:: DATA RECORDS ::
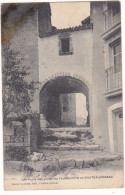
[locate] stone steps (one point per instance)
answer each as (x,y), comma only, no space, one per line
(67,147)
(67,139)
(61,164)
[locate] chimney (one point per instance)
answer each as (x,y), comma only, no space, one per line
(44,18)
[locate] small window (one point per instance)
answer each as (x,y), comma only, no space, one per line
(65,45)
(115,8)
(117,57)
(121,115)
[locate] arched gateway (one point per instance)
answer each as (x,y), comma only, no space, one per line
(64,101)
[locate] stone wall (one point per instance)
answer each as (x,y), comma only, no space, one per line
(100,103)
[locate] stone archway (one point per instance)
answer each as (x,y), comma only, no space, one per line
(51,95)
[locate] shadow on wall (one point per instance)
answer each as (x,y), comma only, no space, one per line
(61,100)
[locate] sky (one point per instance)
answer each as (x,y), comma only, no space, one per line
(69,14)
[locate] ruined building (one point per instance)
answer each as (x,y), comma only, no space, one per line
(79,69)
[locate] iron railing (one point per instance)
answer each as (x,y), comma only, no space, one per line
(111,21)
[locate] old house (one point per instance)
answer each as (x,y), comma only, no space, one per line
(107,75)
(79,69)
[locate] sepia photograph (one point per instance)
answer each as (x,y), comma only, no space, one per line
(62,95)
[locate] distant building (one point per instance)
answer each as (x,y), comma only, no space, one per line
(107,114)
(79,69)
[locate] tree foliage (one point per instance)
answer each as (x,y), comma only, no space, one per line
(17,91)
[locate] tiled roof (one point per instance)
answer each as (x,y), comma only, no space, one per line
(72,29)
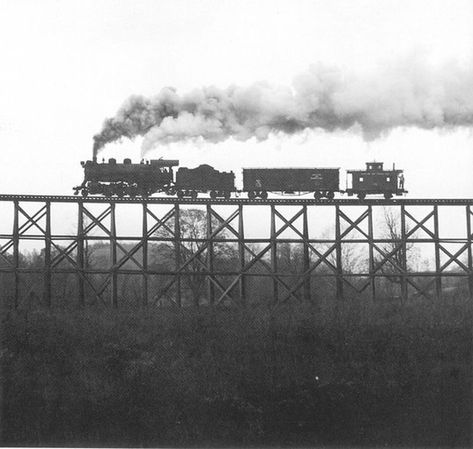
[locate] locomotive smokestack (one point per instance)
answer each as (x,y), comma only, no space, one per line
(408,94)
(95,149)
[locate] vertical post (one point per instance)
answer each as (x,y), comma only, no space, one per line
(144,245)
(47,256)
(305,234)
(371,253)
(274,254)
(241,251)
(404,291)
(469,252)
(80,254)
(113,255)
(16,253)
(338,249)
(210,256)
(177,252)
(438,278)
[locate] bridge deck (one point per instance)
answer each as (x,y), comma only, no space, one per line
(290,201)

* * *

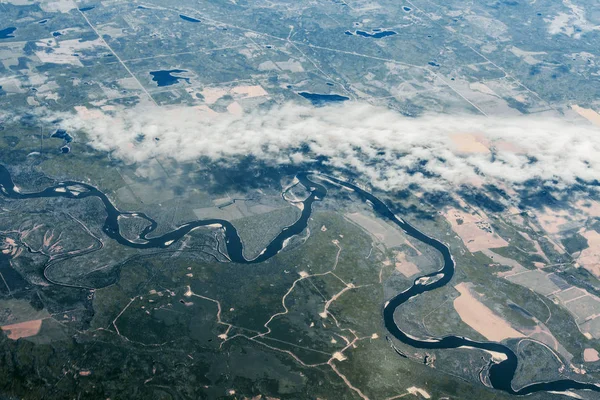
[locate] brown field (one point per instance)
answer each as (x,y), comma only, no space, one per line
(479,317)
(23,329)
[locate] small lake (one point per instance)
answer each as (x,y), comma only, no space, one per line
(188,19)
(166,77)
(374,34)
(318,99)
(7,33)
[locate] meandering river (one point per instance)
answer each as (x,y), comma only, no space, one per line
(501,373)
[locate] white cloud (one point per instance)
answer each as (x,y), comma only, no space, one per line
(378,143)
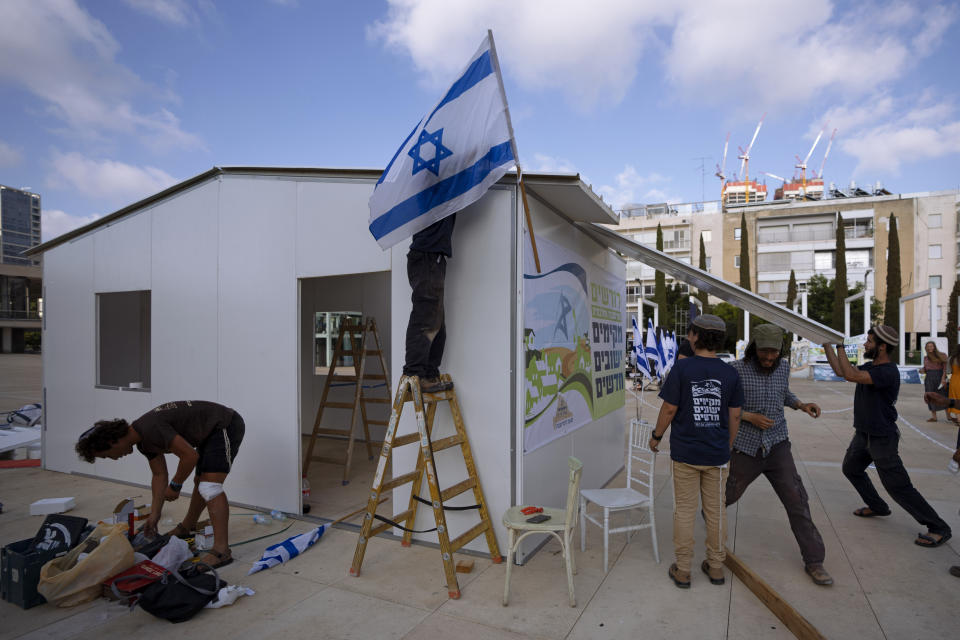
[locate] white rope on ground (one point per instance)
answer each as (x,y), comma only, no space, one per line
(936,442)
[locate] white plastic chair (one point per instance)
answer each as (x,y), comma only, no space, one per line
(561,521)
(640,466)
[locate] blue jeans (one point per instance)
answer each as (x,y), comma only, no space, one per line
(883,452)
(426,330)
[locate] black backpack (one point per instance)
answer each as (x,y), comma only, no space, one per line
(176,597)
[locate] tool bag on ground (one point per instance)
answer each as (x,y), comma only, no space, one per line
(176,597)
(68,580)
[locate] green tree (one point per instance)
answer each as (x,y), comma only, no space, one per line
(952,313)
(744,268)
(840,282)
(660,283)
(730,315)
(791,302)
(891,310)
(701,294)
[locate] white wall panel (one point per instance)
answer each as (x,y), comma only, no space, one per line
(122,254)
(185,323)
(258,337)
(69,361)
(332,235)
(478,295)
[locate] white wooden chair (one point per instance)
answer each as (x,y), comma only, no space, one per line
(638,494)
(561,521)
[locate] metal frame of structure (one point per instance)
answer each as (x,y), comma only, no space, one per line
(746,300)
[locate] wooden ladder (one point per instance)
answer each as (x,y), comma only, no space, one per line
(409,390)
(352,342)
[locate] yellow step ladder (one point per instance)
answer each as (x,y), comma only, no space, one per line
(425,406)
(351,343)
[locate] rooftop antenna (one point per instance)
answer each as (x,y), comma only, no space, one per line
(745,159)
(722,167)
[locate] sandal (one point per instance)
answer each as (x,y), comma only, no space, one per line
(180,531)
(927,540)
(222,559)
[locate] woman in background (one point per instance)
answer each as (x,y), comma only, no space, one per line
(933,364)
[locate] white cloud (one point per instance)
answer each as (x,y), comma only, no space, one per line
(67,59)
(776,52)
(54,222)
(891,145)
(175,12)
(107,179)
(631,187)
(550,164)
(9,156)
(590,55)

...

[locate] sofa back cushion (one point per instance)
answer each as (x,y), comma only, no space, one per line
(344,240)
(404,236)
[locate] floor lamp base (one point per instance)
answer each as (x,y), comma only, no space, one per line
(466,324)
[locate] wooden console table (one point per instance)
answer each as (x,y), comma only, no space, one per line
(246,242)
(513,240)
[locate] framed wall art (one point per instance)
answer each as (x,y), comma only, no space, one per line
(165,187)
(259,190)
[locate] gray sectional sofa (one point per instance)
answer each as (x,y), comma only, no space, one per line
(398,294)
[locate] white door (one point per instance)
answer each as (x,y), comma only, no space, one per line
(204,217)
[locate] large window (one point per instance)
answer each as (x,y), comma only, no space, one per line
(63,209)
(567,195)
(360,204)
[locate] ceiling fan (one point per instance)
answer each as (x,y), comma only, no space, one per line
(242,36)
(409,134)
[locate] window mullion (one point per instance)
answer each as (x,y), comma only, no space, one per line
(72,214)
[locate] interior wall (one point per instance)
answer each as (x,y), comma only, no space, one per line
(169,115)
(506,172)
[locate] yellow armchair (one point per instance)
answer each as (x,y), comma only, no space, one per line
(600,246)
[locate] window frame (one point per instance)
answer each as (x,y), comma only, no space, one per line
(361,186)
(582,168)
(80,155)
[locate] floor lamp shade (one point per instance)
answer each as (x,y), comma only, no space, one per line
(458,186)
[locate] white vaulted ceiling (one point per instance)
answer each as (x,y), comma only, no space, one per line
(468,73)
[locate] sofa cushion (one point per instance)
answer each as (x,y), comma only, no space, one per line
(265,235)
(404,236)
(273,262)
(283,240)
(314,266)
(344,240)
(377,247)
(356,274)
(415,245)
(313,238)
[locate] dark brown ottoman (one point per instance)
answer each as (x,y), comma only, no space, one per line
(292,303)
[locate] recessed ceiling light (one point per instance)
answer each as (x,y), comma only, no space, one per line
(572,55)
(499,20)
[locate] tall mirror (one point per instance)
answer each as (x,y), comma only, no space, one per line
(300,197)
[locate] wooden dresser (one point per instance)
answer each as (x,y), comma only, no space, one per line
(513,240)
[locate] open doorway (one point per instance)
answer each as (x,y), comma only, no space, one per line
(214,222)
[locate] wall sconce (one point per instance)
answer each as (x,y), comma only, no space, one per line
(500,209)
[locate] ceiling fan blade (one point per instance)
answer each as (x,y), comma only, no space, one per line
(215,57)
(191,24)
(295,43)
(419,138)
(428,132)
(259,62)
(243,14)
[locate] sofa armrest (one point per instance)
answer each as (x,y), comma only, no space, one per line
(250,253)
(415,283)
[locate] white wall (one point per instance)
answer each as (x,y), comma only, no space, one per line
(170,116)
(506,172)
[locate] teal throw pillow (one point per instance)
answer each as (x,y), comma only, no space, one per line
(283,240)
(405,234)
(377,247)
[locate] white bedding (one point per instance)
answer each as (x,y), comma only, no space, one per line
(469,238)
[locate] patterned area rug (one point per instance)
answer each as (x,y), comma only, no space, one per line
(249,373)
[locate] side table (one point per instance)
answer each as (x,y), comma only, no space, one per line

:: EXERCISE TASK ::
Show every line above that contains the string "floor", with case counting. Copy each of those lines in full.

:: COMPLETE ANSWER ::
[locate] floor lamp base (one point per instance)
[locate] floor lamp shade (one point per instance)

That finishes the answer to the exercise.